Arrange the rows below, from the line containing "Q: Point to the cockpit" through the line containing "x=648, y=430", as a numbered list with any blank lines omitted.
-- Start of Material provided --
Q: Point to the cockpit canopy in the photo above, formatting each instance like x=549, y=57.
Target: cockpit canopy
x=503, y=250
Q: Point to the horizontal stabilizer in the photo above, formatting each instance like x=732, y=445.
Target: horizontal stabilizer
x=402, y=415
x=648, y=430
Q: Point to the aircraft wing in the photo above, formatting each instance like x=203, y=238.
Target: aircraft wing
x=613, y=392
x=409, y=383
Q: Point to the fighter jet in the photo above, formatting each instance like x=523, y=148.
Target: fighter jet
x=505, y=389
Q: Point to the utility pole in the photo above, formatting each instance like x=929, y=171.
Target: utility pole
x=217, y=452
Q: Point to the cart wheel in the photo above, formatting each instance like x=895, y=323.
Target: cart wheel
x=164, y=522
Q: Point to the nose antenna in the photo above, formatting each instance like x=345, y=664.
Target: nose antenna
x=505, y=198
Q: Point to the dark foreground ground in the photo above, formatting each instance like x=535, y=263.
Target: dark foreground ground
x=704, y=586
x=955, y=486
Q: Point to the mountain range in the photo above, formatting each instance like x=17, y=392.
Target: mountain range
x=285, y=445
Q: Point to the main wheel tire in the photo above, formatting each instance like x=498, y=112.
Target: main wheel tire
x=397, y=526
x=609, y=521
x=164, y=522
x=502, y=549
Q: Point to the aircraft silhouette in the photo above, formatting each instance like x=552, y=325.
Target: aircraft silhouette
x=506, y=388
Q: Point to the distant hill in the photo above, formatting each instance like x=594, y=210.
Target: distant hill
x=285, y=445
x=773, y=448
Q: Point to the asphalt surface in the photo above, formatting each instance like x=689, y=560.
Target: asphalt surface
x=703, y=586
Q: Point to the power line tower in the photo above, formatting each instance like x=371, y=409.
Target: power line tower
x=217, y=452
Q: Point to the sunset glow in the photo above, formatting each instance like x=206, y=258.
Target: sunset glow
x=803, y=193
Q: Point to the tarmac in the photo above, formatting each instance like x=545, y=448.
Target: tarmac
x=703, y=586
-- End of Material provided --
-- Start of Material provided --
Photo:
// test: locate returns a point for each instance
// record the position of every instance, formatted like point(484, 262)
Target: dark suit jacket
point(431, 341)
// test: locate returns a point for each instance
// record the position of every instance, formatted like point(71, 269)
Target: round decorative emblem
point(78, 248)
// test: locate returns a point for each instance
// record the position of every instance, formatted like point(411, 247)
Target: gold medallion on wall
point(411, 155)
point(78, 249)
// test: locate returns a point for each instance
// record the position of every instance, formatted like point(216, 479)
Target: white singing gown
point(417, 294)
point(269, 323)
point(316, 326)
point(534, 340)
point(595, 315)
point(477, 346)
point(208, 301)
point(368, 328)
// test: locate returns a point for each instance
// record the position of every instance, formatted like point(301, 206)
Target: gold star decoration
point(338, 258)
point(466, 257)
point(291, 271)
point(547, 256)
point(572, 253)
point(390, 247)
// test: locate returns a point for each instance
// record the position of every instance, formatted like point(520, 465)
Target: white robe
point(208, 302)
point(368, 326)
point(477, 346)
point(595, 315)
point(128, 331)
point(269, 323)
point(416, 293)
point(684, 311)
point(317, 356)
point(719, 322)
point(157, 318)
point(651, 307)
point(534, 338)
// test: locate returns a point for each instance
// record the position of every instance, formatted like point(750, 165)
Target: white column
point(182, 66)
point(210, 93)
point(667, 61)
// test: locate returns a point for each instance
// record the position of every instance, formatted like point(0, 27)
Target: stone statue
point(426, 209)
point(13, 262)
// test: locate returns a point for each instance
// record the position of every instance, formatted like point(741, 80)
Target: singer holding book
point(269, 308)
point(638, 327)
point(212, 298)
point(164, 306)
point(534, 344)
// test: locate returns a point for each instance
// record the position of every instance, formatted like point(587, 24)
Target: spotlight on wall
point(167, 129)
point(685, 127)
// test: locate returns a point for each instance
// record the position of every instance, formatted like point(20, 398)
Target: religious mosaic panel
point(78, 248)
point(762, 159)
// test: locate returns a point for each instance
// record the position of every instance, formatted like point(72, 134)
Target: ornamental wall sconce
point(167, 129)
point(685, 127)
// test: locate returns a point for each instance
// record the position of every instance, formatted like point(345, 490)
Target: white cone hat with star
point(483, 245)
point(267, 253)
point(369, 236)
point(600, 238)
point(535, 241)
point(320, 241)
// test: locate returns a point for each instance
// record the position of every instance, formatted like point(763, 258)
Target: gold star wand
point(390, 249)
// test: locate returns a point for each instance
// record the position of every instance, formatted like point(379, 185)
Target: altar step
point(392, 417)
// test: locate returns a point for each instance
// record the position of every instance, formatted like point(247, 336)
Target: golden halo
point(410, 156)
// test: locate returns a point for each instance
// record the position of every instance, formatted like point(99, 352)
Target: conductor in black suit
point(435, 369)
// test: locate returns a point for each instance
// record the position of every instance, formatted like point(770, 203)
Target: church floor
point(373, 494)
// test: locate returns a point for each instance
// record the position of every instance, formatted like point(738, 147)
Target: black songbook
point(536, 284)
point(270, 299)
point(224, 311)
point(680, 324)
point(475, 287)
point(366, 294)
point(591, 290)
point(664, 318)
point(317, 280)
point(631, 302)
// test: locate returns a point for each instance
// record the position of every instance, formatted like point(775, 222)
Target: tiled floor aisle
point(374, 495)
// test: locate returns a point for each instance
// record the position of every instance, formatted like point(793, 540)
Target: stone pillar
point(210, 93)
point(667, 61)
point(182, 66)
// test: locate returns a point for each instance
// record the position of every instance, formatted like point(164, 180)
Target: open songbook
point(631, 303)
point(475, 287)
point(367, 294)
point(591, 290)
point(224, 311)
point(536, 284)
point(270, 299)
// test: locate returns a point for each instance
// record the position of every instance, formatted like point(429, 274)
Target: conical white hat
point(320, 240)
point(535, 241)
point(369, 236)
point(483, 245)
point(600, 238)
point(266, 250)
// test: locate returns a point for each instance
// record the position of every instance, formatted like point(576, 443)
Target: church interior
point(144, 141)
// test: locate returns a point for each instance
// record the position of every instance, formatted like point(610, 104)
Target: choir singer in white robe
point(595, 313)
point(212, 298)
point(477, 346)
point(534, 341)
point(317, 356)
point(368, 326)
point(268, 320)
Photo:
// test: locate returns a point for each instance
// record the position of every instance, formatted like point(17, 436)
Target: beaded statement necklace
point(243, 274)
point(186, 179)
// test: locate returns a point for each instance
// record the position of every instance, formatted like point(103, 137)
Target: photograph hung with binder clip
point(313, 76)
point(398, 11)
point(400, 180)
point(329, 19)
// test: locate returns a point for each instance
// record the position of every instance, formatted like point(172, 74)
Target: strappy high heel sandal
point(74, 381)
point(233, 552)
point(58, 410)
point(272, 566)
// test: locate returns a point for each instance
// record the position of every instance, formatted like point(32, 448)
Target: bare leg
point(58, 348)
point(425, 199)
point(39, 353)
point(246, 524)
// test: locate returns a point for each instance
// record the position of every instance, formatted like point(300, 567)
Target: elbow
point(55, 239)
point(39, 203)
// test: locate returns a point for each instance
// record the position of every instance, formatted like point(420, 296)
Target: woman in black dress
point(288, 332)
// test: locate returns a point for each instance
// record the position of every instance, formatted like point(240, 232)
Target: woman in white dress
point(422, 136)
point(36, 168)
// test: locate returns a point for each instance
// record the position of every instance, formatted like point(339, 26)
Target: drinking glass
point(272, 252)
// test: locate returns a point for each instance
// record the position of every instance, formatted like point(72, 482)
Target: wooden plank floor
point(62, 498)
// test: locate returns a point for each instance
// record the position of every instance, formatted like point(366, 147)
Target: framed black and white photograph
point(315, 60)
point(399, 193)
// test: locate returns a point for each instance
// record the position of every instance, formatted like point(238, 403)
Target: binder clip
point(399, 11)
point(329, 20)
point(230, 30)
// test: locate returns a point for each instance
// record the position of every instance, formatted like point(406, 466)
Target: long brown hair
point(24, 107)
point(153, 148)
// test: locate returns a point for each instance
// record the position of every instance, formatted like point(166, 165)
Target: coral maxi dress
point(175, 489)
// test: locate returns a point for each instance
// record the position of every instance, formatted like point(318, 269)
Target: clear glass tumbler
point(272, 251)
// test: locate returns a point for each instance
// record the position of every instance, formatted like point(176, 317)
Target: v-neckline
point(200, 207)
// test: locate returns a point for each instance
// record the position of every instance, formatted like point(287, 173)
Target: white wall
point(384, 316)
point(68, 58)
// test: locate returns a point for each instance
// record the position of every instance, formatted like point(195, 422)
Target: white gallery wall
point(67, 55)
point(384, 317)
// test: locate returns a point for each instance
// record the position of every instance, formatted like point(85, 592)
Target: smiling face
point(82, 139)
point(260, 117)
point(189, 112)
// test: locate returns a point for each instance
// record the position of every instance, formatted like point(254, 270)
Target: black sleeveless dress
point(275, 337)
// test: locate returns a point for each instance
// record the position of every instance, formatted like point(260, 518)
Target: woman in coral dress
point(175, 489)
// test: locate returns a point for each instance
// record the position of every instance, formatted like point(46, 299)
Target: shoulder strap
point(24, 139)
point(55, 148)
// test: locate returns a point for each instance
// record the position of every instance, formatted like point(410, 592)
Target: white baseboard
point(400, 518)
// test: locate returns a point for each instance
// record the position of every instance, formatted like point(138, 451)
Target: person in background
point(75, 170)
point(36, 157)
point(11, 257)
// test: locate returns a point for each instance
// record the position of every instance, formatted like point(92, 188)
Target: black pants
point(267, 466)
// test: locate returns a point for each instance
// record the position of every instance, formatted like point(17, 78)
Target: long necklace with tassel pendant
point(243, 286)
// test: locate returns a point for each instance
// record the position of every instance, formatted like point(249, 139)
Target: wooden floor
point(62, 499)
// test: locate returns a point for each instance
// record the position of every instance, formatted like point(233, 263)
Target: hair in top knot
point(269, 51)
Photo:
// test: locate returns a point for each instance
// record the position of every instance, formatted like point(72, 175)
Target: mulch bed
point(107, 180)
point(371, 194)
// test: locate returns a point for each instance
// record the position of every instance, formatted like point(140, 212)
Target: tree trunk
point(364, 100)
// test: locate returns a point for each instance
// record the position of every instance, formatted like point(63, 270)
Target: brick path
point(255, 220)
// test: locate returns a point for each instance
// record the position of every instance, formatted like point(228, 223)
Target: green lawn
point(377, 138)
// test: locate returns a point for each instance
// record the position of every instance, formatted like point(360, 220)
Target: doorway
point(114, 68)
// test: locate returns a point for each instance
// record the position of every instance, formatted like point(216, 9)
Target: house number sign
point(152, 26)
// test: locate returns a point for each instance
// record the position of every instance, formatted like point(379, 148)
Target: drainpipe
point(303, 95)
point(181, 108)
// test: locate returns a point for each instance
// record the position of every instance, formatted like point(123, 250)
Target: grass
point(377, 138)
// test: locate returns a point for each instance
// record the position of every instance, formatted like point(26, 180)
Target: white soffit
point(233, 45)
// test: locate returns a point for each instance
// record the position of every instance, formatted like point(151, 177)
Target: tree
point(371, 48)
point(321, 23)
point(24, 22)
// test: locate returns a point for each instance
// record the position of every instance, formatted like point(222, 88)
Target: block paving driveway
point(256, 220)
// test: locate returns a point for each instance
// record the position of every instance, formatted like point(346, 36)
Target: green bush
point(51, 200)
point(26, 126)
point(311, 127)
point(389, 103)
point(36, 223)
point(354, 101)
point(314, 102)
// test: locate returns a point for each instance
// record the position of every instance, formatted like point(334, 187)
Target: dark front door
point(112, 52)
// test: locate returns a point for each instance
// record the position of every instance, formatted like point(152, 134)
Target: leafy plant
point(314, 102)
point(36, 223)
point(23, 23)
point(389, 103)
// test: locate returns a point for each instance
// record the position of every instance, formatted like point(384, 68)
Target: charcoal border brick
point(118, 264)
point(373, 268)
-- End of Material provided --
▶ **Solution to this task**
1. Q: Point to the cockpit canopy in the photo above, formatting each instance like x=549, y=57.
2. Target: cockpit canopy
3. x=503, y=250
4. Q: Point to the horizontal stabilizer in the photo above, formatting each instance like x=732, y=445.
5. Target: horizontal stabilizer
6. x=402, y=415
7. x=648, y=430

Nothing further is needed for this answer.